RECORDS FOR THIS TASK:
__________________________________________________

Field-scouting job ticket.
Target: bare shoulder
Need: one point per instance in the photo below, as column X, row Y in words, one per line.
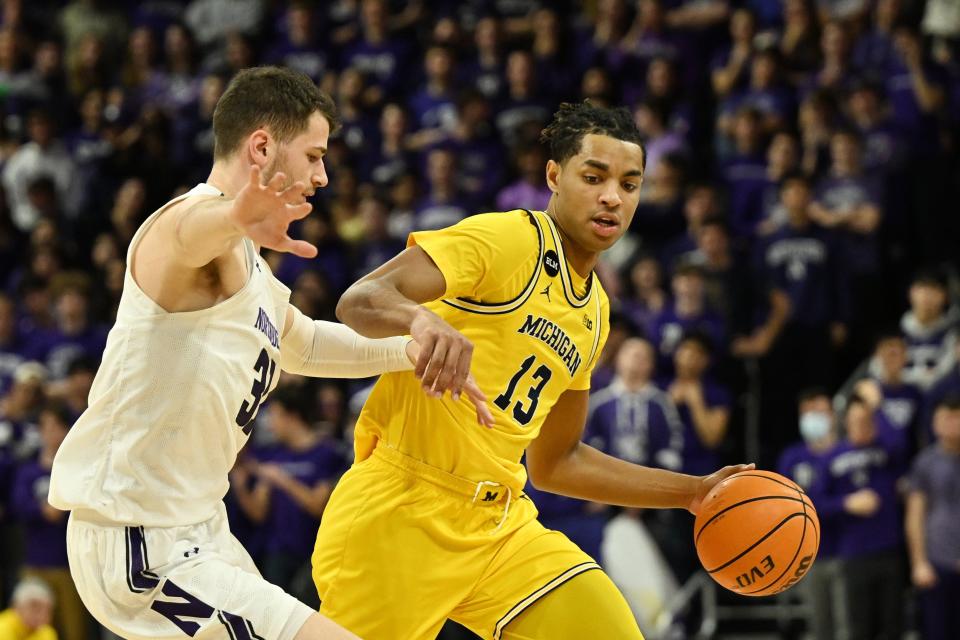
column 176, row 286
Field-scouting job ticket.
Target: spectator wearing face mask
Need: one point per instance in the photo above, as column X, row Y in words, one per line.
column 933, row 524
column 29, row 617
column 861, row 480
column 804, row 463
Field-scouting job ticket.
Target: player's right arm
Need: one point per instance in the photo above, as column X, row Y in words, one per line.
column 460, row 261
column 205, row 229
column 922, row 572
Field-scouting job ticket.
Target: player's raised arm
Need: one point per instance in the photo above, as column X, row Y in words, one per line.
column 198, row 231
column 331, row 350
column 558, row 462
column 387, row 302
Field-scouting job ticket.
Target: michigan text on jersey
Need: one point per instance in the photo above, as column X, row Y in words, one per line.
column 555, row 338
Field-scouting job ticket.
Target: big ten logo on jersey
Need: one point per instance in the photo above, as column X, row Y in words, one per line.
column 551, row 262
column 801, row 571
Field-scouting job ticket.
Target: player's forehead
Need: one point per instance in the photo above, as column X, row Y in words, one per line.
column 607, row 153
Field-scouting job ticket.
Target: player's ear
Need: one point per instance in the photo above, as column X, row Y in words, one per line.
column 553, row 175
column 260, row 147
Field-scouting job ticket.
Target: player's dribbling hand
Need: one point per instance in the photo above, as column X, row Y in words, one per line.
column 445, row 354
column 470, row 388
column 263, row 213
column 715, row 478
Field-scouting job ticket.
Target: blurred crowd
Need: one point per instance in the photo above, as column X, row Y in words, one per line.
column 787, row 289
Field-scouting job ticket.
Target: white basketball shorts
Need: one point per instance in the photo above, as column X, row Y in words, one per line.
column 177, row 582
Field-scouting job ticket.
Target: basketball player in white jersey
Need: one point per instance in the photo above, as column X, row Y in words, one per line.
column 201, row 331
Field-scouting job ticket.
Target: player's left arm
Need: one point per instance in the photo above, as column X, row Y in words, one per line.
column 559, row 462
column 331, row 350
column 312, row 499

__________________________________________________

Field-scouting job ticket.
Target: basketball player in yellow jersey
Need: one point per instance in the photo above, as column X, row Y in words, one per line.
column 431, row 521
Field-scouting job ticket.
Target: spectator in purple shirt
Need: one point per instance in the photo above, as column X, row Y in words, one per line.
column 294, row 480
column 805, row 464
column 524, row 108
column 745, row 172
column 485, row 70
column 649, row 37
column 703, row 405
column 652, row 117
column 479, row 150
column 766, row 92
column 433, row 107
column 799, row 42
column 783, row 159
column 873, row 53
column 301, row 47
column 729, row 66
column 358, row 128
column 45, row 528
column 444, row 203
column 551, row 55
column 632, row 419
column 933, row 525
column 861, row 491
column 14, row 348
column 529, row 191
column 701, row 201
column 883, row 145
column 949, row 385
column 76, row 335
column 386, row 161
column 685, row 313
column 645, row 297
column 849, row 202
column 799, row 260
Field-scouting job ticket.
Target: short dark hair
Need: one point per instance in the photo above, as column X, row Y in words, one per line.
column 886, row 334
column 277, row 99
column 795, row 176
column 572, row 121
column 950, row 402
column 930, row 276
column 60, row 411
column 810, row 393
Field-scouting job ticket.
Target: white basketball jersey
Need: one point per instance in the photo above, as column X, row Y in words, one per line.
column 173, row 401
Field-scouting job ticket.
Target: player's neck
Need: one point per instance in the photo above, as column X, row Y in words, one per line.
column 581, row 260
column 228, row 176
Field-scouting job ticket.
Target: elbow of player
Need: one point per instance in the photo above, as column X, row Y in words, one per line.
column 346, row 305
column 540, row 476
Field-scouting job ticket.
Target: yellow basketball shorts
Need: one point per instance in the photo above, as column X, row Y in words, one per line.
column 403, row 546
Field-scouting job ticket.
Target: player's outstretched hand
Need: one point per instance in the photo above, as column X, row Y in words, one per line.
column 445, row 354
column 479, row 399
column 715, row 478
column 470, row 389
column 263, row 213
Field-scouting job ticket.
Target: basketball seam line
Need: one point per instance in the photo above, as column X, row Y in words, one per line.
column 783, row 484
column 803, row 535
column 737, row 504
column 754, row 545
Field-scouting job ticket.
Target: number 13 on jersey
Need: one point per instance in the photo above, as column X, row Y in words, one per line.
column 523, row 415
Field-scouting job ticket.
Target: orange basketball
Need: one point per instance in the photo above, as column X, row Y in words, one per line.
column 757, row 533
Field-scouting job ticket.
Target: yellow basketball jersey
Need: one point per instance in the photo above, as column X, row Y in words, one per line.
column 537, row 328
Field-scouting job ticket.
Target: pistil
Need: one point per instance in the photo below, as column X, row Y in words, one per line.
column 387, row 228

__________________________________________________

Please locate every line in the items above that contains the word "shorts", and copy each one. Case counts.

Target: white basketball shorts
Target: yellow basketball shorts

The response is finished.